## TASK STATEMENT
Could you copy out every line from the one containing "Task: indicate one point per instance of the pair" up to and including the last line of the records, keeping the task wording unchanged but scaling each coordinate in the answers by 2.2 and rounding it to a whole number, with halves rounded up?

---

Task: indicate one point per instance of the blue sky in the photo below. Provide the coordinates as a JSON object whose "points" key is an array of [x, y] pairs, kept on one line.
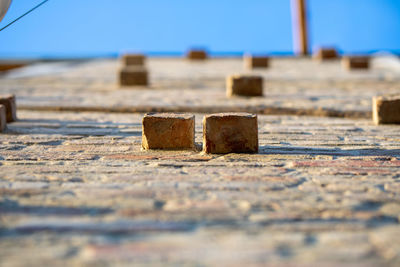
{"points": [[104, 27]]}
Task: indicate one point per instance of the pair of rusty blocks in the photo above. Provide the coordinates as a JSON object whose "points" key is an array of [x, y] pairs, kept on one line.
{"points": [[8, 111], [133, 72], [222, 132], [348, 62]]}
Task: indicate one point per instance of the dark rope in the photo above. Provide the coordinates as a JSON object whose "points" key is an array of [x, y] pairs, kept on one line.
{"points": [[23, 15]]}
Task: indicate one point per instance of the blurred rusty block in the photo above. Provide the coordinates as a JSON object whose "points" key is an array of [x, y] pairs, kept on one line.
{"points": [[10, 65], [133, 75], [3, 118], [244, 85], [252, 62], [386, 109], [197, 54], [327, 53], [11, 107], [356, 62], [133, 59], [230, 133], [168, 131]]}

---

## COMPLETE ANSWER
Task: indicate one point per instance of the pair of rusty blocks in the photo above. Provide the coordinates as a JSON object whose "points" key is an array of [x, y] pairs, kept on one line.
{"points": [[18, 244], [293, 158], [488, 290], [766, 136]]}
Task: indicate one point per instance of the dark rope in the photo above. Provide the coordinates as a JSON object whose "points" key is an array of [x, y] pairs, kept on one line.
{"points": [[51, 33]]}
Task: indicate one point per instance of the blurred rusty block in the photo above. Provide the coordinates as a JSON object whose "points" key is an array of [x, y] pairs, kept on one line.
{"points": [[22, 143], [293, 165], [7, 260], [537, 187], [554, 136], [849, 240], [433, 119], [719, 117], [24, 235], [783, 136], [293, 130], [506, 293], [370, 288]]}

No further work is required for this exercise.